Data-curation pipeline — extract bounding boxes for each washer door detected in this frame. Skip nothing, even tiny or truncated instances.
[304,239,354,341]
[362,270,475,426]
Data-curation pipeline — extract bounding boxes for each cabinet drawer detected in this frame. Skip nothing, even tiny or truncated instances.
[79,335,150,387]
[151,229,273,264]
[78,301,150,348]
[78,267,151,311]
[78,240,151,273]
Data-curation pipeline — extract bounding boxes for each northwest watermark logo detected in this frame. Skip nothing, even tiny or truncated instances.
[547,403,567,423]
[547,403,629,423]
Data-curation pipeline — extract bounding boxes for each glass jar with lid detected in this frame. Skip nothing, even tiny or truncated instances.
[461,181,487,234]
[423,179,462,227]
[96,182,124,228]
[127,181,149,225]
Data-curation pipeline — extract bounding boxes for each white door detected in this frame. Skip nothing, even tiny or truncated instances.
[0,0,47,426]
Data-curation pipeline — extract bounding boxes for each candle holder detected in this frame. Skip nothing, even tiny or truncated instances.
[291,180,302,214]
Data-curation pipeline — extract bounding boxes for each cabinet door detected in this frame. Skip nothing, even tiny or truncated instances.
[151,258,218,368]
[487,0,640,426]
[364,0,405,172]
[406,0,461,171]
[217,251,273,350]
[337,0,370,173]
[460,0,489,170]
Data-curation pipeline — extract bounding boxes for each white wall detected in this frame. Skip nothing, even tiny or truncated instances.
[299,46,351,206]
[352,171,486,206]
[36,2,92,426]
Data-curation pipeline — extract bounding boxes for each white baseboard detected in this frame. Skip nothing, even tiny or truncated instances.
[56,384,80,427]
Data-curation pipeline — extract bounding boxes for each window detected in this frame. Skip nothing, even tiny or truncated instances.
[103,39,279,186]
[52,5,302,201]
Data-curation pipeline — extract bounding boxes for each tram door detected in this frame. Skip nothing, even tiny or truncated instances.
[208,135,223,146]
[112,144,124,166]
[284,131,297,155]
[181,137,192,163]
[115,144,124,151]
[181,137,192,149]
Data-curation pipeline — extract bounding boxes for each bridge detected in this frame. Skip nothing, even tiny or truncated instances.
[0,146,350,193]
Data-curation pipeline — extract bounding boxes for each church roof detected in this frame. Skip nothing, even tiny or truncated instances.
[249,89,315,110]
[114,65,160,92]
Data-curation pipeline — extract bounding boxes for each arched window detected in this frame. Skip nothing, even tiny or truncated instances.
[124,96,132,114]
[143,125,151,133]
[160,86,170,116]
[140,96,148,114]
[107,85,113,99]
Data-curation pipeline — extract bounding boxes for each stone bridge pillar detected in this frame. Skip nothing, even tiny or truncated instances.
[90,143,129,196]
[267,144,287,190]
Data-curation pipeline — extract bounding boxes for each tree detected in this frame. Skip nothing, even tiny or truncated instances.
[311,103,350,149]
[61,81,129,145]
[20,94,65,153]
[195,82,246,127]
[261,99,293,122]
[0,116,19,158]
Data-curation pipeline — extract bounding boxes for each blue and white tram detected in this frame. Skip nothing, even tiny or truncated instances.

- _THE TASK_: Output every line of the entries above as a Markdown table with the columns Row and Line, numbering each row and skipping any blank lines.

- _RESPONSE_:
| Row | Line |
|---|---|
| 1 | Data-curation pipeline — extract bounding boxes for each washer door detected in this frame. Skip nothing, even tiny or truncated instances. |
| 2 | [304,239,354,341] |
| 3 | [362,270,475,426] |
| 4 | Data-curation pipeline — extract bounding boxes for each cabinet drawer detected in this frame. Skip nothing, even tiny or truncated instances. |
| 5 | [79,335,150,387] |
| 6 | [151,229,273,264] |
| 7 | [78,301,150,348] |
| 8 | [78,267,151,311] |
| 9 | [78,240,151,273] |
| 10 | Data-curation pipeline — extract bounding boxes for each northwest watermark logo detected in this frame. Skip nothing, even tiny or truncated instances. |
| 11 | [547,403,567,423] |
| 12 | [547,403,629,423] |
| 13 | Data-curation pipeline — extract bounding boxes for each glass jar with lid detected in this frame. Skip nothing, even tiny or truncated instances. |
| 14 | [461,181,487,234] |
| 15 | [423,179,462,227] |
| 16 | [96,182,124,228] |
| 17 | [127,181,149,225] |
| 18 | Data-curation pipeline — extract bounding boxes for each white door detected in this frame. Skip nothing, even tiny or truncated instances. |
| 19 | [0,0,47,426] |
| 20 | Data-curation pipeline — extract bounding boxes for each candle holder detected in this frame. Skip nothing, even tiny or truncated instances. |
| 21 | [291,180,302,214] |
| 22 | Data-curation pipeline — extract bounding boxes for each cabinet door detected in this frame. Skip nothing, even tiny or truncated instances. |
| 23 | [151,258,218,368] |
| 24 | [487,0,640,426] |
| 25 | [364,0,405,172] |
| 26 | [406,0,461,171] |
| 27 | [217,251,273,350] |
| 28 | [337,0,370,173] |
| 29 | [460,0,489,170] |
| 30 | Data-curation pipeline — extract bounding boxes for each white wall detected in this frame. Skip nothing, even tiny or truncated instances. |
| 31 | [299,46,351,206] |
| 32 | [352,171,486,206] |
| 33 | [36,2,92,426] |
| 34 | Data-curation pipeline — extract bounding boxes for each white baseboard detected in this frame. Skip nothing, even tiny or truncated instances. |
| 35 | [56,384,80,427] |
| 36 | Data-curation pipeline — extract bounding boxes for each window detected in this frame. Skip nothing, even tiny or truncated instances. |
| 37 | [103,39,279,186] |
| 38 | [52,5,302,201] |
| 39 | Data-curation pipeline — extract bounding boxes for each tram door detected in this frame. Skip nothing, even tiny or truncated instances. |
| 40 | [208,135,223,146] |
| 41 | [112,144,124,166] |
| 42 | [284,131,297,155] |
| 43 | [181,137,192,163] |
| 44 | [115,144,124,151] |
| 45 | [181,137,192,149] |
| 46 | Data-curation pipeline — extract bounding boxes for each bridge detected in this frame. Skip nothing, even tiny or truncated instances. |
| 47 | [0,146,350,193] |
| 48 | Data-curation pipeline — extract bounding boxes for each church roof detected in this frame. Skip nothing, even tiny or truncated instances. |
| 49 | [249,89,315,110] |
| 50 | [114,65,160,92] |
| 51 | Data-curation pipeline — extract bounding boxes for each arched window detected in this frame. Skip nothing, even tiny or truncated instances. |
| 52 | [124,96,132,114] |
| 53 | [143,125,151,133] |
| 54 | [160,86,170,116] |
| 55 | [140,96,148,114] |
| 56 | [107,85,113,99] |
| 57 | Data-curation pipeline — extract bounding boxes for each stone bridge pillar detected in this frame. Skip nothing, even tiny or truncated instances. |
| 58 | [90,143,129,196] |
| 59 | [267,144,287,190] |
| 60 | Data-curation pipeline — extract bounding boxes for each tree detected in this frame. Skip nothing, even tiny or truncated instances. |
| 61 | [311,103,350,149] |
| 62 | [61,81,129,145] |
| 63 | [20,94,65,153] |
| 64 | [195,82,246,127] |
| 65 | [261,99,293,122] |
| 66 | [0,116,19,158] |
| 67 | Data-curation pipeline — extract bounding boxes for each blue and white tram detected in this frame. Skip nothing, even tiny or truncated instances. |